**What the task requires:**
Start your answer with the line containing "Would you mind annotating the rubber" and end it with the last line of the records below, retyping every line between exactly and adding nothing.

**Entries shown:**
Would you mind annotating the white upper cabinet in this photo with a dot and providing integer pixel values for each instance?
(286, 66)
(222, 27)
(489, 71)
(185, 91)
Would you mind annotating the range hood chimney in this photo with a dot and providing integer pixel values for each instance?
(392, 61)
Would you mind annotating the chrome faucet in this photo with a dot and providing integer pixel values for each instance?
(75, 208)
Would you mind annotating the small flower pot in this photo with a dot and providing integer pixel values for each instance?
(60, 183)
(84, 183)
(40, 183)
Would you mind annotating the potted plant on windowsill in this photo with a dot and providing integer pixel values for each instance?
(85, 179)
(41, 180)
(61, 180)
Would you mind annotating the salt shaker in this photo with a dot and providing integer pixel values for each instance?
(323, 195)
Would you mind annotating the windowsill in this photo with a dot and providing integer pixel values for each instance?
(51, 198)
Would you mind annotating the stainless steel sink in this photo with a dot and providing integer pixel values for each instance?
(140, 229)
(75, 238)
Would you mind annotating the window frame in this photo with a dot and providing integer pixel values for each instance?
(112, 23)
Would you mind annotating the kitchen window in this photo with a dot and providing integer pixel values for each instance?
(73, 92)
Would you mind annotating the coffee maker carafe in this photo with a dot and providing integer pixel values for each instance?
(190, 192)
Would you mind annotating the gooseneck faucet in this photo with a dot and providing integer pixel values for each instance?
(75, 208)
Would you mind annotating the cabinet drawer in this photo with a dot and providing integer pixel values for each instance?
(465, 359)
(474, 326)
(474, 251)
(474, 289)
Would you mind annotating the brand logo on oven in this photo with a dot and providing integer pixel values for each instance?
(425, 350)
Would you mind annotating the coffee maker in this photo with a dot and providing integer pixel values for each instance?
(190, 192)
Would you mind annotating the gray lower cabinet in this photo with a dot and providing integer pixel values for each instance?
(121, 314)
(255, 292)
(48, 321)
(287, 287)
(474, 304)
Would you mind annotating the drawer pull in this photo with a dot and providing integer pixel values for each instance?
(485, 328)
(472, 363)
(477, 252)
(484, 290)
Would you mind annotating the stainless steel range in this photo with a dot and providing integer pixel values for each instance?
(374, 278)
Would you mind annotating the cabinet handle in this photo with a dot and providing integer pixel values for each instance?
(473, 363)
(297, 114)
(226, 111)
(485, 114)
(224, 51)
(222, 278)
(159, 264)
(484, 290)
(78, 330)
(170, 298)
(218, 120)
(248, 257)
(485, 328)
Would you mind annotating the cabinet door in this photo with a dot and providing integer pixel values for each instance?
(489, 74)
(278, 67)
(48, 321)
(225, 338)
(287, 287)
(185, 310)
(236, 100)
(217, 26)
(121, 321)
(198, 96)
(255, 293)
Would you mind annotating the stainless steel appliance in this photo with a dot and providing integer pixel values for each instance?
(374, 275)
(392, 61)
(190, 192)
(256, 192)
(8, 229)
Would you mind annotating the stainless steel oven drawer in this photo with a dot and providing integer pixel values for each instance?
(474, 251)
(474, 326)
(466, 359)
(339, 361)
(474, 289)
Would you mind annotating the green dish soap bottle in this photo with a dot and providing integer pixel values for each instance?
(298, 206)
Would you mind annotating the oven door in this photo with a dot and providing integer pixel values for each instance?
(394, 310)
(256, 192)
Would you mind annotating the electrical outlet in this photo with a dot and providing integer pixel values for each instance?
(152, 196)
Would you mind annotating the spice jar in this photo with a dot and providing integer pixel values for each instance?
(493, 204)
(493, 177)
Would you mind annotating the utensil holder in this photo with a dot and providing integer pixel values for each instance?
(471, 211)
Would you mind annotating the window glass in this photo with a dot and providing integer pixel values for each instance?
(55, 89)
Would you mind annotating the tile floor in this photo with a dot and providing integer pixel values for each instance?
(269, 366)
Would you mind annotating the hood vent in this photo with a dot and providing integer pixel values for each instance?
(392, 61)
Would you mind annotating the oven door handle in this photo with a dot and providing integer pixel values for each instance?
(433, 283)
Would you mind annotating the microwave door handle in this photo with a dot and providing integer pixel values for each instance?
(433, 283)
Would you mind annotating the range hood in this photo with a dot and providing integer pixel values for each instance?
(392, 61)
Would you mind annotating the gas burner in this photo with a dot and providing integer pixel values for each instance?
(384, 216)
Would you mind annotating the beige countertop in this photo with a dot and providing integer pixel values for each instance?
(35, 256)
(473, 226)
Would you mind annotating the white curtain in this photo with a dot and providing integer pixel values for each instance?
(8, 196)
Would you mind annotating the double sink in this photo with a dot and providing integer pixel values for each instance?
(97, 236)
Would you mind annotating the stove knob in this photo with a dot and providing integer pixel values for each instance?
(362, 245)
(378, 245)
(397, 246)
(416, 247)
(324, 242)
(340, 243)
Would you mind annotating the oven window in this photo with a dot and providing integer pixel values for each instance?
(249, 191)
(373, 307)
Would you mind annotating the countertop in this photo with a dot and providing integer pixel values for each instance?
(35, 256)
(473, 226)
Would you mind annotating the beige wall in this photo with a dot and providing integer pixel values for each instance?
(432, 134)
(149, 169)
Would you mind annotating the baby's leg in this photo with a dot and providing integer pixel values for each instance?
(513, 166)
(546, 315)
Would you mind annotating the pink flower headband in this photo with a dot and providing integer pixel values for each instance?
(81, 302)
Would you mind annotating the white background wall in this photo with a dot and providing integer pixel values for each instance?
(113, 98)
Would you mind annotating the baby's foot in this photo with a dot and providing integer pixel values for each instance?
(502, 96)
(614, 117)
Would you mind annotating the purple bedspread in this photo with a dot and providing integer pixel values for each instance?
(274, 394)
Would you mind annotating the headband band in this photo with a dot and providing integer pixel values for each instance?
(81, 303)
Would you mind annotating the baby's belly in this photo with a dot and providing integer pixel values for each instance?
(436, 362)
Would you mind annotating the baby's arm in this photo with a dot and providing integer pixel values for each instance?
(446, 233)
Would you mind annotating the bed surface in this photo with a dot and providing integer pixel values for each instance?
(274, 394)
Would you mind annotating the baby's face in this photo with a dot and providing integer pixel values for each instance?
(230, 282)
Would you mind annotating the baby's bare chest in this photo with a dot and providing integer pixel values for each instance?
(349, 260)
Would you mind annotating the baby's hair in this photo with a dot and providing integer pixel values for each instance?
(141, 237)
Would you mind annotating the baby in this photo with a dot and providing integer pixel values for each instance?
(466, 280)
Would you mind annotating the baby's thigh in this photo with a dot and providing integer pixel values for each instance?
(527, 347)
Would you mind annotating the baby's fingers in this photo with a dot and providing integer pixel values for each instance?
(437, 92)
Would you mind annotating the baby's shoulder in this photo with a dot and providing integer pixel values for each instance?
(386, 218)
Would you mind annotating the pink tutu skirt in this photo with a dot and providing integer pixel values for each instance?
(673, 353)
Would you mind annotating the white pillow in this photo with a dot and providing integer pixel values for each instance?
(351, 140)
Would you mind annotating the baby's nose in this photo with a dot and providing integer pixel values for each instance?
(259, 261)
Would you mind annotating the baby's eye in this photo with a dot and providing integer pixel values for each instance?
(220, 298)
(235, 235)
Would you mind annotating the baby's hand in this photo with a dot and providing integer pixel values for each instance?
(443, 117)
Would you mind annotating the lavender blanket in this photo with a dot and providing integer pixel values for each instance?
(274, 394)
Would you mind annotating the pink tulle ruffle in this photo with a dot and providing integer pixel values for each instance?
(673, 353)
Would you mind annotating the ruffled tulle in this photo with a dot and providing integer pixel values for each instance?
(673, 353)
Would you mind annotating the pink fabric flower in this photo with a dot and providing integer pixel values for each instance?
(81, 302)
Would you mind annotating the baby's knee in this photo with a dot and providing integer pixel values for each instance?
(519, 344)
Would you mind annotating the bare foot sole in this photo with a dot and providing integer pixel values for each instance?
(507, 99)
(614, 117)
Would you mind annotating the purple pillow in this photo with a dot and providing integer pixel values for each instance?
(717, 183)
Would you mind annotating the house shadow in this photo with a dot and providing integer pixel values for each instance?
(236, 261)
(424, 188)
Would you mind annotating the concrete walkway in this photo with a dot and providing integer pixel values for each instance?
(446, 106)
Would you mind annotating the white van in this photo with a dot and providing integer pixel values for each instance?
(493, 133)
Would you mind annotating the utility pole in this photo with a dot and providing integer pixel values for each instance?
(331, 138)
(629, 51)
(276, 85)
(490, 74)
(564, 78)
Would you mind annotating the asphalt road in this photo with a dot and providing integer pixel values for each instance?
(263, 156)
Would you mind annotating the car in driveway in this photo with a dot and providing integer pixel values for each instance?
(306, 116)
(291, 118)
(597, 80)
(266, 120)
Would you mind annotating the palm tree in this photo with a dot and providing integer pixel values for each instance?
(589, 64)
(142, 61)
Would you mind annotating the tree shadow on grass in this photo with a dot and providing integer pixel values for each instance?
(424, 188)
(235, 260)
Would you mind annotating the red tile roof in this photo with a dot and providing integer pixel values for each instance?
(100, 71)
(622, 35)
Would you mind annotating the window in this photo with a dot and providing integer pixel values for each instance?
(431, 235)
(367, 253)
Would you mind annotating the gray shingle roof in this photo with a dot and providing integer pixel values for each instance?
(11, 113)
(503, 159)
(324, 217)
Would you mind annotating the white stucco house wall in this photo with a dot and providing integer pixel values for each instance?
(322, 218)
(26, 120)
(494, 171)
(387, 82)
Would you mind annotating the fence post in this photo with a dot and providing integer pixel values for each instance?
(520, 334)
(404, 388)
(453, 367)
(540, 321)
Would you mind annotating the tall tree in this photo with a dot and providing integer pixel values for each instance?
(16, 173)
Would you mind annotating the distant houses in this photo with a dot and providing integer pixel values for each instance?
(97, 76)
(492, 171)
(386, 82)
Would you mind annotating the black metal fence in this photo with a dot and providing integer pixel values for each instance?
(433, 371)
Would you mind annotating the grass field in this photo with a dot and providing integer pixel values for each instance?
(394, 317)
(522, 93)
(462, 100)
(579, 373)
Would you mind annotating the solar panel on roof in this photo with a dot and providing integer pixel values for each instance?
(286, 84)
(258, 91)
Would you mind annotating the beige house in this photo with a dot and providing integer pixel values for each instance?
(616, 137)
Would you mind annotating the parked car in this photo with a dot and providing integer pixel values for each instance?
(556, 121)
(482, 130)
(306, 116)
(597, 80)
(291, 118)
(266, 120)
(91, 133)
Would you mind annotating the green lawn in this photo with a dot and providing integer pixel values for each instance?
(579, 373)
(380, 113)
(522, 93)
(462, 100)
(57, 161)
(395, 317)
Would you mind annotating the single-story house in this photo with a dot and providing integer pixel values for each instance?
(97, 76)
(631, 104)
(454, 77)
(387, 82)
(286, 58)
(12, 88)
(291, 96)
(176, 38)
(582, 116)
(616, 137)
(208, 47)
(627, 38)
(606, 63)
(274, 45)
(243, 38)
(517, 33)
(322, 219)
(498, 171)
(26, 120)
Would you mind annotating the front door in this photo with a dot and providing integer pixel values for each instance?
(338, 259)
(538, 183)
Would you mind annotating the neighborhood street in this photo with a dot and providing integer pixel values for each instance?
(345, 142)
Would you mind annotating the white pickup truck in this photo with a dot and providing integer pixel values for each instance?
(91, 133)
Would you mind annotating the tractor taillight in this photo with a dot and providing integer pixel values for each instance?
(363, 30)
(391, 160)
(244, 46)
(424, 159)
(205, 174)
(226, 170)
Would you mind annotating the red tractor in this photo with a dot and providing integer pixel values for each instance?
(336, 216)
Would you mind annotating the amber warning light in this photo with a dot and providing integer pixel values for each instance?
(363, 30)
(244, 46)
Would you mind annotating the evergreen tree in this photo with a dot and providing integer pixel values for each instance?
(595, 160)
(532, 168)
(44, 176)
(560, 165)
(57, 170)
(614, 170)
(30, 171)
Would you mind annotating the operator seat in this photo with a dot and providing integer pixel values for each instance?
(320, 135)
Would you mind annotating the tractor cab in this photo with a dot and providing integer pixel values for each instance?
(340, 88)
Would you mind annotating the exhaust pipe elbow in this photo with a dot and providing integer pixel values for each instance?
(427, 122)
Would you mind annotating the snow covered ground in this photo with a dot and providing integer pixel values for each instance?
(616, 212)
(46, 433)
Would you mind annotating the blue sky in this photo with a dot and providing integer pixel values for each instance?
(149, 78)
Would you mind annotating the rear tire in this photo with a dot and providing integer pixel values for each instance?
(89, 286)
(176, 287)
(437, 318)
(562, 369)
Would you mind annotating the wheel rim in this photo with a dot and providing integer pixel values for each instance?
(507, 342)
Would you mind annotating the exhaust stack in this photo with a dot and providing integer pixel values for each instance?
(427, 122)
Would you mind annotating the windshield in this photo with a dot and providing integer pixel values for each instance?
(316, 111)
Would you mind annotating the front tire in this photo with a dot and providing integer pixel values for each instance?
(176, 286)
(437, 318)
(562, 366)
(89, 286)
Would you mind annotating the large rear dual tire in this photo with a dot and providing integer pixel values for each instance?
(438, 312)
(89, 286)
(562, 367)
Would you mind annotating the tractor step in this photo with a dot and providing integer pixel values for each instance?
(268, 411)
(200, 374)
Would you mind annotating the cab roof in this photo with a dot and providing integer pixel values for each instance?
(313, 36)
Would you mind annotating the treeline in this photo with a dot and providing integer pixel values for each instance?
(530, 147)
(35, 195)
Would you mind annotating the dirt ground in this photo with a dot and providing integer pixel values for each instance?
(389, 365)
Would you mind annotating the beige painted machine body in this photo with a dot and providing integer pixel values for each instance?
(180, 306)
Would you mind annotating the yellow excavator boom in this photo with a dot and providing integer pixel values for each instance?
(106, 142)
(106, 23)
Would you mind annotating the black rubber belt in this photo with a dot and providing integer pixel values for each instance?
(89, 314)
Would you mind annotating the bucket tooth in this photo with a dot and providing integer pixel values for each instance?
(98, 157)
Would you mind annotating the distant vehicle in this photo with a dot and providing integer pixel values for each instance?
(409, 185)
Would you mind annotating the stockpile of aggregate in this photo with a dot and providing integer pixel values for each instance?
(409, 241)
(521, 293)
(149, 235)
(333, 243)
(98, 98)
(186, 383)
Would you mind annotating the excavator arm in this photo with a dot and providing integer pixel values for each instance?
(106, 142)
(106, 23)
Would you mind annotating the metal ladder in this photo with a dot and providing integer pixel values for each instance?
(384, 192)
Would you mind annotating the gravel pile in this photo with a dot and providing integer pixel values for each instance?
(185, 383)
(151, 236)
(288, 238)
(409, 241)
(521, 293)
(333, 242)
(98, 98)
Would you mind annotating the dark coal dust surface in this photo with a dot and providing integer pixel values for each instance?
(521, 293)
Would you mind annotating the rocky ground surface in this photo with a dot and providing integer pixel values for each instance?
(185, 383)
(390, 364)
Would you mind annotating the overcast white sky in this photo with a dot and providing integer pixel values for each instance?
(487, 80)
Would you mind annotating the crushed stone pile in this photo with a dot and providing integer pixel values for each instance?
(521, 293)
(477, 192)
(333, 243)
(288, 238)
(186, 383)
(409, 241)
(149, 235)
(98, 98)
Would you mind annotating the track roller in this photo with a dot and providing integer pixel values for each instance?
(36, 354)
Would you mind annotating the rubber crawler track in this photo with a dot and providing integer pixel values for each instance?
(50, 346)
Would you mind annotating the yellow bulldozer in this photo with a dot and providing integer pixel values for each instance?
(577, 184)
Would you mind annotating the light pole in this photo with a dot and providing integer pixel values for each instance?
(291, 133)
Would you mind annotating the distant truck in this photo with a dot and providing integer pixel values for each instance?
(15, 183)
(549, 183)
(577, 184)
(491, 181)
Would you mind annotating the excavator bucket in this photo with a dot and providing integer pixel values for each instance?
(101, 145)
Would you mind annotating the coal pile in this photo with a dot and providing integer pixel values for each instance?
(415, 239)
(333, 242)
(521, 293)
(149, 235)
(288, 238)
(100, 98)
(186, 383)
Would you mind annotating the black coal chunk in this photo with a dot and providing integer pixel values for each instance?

**Exercise solution:**
Would you mind annotating the rubber crawler track in this photo with a dot and providing integer pixel values for each instance?
(50, 346)
Would you mind annotating the yellow bulldozer in this photo with a dot and providing integer pixel values for each instance?
(577, 184)
Would you mind annotating the light pole in this photo with a dot and providing integer pixel values for each instance?
(291, 133)
Would you mind annotating the distant truck in this photo with a dot and providing integer pixel values for each instance?
(15, 183)
(549, 183)
(577, 184)
(491, 181)
Would you mind annotating the excavator bucket in this photo with a dot and providing integer pixel values for each instance?
(101, 145)
Would you mind annotating the coal pile in this photo with a dot and providing integer pixel values for each instance?
(415, 239)
(333, 242)
(521, 293)
(149, 235)
(288, 238)
(100, 98)
(186, 383)
Would you mind annotating the black coal chunk in this photo with a dot and providing integer pixel values for each instance?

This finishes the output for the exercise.